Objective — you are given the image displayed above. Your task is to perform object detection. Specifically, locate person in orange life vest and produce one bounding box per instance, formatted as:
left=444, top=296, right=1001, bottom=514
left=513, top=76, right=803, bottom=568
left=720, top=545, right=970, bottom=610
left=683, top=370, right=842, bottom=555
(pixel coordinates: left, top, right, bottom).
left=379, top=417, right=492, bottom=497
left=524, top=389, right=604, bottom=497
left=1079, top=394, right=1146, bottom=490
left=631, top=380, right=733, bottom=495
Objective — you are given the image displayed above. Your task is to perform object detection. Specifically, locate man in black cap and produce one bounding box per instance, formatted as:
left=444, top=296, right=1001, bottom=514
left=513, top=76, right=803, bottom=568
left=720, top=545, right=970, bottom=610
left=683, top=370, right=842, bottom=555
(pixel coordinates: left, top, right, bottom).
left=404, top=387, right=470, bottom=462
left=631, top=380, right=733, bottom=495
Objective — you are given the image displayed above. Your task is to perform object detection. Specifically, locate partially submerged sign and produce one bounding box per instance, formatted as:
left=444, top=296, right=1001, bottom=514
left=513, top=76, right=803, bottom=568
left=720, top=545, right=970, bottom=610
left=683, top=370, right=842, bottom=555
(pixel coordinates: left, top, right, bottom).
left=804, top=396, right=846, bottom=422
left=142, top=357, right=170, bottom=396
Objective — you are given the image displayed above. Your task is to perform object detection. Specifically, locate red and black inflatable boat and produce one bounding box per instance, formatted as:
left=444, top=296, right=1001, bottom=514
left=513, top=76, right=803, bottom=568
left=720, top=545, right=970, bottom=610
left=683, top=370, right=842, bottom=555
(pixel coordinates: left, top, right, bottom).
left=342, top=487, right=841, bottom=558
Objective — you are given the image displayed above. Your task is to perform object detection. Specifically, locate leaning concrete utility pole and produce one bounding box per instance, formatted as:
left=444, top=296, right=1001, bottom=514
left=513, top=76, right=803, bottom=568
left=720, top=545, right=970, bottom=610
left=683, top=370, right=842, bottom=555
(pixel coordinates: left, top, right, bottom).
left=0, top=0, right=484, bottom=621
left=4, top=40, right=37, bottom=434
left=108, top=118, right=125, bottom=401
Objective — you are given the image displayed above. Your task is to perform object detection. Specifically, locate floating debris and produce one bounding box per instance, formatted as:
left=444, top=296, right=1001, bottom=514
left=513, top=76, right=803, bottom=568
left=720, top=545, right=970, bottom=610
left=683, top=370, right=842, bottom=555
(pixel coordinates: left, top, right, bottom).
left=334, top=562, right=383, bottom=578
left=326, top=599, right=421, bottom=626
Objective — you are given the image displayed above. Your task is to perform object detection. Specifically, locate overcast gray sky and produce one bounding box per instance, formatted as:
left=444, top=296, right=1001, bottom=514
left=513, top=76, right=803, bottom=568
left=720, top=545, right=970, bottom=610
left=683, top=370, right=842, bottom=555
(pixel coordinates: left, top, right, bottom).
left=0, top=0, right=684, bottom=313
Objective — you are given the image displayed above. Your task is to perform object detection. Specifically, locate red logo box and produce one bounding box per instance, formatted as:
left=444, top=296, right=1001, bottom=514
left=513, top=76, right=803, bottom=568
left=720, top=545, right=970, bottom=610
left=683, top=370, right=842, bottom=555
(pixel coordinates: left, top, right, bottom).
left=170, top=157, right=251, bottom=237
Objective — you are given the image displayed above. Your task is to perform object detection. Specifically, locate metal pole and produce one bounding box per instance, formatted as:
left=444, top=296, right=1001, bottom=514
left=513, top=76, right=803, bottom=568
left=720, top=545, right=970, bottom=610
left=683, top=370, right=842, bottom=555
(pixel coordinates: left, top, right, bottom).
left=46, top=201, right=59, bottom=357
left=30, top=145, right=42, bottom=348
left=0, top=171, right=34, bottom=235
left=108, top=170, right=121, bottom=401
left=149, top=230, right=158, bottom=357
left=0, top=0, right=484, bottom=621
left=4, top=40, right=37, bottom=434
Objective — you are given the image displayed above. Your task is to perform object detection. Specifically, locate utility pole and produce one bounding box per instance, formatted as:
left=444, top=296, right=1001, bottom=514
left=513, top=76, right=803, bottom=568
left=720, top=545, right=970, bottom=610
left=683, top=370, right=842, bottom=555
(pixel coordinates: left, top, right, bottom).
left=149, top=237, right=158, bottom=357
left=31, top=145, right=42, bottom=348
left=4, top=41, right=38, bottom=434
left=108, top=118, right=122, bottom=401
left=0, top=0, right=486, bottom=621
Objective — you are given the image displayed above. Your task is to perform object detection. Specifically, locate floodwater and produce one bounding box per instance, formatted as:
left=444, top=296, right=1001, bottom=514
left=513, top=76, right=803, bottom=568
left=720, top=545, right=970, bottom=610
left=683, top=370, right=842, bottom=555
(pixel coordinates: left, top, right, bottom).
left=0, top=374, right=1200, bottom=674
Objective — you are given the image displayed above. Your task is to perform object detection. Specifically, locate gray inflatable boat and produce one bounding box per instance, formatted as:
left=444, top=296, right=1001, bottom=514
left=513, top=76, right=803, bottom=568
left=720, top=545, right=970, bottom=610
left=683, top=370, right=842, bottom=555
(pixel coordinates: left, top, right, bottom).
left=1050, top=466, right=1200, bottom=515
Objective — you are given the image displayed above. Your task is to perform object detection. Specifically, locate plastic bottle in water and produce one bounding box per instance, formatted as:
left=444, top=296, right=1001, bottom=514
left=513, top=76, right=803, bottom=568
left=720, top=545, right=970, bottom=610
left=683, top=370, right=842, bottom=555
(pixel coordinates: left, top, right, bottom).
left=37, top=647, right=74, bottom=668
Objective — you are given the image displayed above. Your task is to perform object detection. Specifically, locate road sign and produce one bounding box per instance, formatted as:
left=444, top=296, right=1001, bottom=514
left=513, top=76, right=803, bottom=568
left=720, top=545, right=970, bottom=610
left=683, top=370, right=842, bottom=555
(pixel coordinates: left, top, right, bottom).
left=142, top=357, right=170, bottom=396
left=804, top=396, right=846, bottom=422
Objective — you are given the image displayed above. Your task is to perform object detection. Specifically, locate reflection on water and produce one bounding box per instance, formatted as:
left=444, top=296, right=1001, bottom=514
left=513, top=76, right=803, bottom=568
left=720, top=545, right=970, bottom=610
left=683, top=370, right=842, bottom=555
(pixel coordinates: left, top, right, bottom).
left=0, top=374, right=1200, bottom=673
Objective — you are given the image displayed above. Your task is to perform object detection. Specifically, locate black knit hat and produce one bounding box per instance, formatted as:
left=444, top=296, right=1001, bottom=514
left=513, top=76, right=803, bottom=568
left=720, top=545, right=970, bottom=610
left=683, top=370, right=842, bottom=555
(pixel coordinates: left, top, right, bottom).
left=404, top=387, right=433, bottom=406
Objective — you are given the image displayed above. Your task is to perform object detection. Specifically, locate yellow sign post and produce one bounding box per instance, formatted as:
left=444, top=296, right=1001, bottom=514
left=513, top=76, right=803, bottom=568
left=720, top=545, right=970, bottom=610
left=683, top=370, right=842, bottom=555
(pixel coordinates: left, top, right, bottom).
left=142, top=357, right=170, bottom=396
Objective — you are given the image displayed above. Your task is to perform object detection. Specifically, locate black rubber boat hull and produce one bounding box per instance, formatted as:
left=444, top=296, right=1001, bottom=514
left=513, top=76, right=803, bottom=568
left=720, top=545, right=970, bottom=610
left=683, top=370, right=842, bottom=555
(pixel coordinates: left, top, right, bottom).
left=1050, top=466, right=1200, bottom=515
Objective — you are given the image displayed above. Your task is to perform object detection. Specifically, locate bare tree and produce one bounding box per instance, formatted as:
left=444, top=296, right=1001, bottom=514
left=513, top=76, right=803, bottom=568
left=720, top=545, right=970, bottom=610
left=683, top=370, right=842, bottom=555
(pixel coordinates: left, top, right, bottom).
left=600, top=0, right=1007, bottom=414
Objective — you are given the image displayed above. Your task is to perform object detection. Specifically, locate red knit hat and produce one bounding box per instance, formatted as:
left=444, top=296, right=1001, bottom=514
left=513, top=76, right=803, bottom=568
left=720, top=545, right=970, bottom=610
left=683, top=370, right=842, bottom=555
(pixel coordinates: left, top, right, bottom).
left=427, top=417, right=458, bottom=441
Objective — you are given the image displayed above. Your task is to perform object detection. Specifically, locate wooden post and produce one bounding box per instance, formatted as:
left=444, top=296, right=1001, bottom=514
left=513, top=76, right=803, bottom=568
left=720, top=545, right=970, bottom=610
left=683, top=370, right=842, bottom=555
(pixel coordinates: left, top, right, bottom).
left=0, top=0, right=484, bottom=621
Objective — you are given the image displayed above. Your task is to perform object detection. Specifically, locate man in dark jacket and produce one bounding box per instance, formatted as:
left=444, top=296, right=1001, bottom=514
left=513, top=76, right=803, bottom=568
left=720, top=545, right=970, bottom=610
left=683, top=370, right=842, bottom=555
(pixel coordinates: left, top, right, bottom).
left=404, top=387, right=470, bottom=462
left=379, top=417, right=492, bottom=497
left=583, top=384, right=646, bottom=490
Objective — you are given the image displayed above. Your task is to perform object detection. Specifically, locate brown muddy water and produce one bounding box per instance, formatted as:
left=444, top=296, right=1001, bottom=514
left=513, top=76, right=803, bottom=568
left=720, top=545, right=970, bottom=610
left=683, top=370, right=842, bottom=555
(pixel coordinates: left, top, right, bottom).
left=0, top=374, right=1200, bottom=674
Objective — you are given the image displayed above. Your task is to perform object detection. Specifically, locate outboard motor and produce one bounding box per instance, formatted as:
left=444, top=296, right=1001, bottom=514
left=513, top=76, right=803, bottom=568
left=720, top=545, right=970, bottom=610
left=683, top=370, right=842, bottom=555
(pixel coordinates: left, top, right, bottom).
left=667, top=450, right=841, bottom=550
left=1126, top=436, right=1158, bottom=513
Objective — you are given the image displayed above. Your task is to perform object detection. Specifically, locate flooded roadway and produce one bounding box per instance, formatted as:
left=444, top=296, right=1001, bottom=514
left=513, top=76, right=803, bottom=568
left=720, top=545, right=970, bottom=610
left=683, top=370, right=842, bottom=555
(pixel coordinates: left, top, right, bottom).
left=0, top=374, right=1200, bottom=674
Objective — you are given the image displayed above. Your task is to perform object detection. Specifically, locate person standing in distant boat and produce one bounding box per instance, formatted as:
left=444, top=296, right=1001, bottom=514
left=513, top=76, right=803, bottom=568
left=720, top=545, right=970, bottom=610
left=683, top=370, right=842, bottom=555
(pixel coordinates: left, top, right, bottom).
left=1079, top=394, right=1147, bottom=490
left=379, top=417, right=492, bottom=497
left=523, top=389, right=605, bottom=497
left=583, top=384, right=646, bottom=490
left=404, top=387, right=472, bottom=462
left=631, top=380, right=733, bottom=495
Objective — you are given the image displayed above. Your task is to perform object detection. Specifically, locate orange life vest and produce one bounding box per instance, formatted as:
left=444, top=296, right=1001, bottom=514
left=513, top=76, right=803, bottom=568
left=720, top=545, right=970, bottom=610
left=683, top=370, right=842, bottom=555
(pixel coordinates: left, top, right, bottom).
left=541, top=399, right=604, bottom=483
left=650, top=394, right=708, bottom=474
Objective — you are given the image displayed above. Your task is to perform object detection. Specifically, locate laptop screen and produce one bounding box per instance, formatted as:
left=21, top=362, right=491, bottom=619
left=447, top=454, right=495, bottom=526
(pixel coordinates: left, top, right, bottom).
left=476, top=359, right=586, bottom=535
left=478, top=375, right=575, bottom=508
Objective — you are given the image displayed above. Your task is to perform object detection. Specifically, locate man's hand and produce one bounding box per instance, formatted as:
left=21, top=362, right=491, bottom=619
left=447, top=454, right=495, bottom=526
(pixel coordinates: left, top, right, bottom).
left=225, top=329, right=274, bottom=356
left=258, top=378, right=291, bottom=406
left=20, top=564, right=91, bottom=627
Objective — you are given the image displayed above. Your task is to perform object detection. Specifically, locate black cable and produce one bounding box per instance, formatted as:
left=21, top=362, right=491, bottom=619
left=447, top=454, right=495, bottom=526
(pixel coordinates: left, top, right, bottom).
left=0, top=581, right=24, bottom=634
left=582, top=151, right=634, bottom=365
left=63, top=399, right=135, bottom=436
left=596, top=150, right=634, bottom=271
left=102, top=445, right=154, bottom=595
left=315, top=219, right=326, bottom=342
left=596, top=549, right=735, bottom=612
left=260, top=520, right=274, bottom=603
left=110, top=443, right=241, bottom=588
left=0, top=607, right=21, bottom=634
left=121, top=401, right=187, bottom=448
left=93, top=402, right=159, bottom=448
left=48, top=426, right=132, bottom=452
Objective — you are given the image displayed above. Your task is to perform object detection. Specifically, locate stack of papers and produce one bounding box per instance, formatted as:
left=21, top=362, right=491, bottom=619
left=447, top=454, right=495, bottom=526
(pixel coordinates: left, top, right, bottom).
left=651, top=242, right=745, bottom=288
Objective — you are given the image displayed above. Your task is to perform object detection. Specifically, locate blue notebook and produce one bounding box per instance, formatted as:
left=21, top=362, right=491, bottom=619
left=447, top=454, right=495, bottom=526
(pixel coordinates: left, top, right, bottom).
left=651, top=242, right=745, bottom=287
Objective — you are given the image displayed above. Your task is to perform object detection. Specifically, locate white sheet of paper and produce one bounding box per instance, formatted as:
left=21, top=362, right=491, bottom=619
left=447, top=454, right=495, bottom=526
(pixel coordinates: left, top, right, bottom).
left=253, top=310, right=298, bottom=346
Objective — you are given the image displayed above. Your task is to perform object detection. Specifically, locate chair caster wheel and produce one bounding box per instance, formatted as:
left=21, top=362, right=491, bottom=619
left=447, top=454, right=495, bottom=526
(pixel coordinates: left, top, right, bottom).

• [Instruction] Starting with the line containing "Specifically, locate brown" and continuing through the line containing "left=1126, top=436, right=1158, bottom=513", rewrite those lines with "muddy" renamed to "murky" and nothing else changed.

• [Completed exercise]
Objective — you are given the image displayed above. Your task is to perform object detection. Specifically, locate brown murky water and produce one bounding box per instance, formatted as:
left=444, top=296, right=1001, bottom=514
left=513, top=76, right=803, bottom=568
left=720, top=545, right=970, bottom=610
left=683, top=370, right=842, bottom=555
(pixel coordinates: left, top, right, bottom).
left=0, top=374, right=1200, bottom=674
Objective — you are given the image displayed above. Your task is to perform object detection. Specifically, locate outboard motor and produce one bounding box per instance, formatted as:
left=444, top=296, right=1001, bottom=514
left=513, top=76, right=803, bottom=568
left=720, top=545, right=970, bottom=610
left=683, top=370, right=842, bottom=555
(pixel coordinates: left, top, right, bottom).
left=667, top=450, right=841, bottom=550
left=1126, top=436, right=1158, bottom=513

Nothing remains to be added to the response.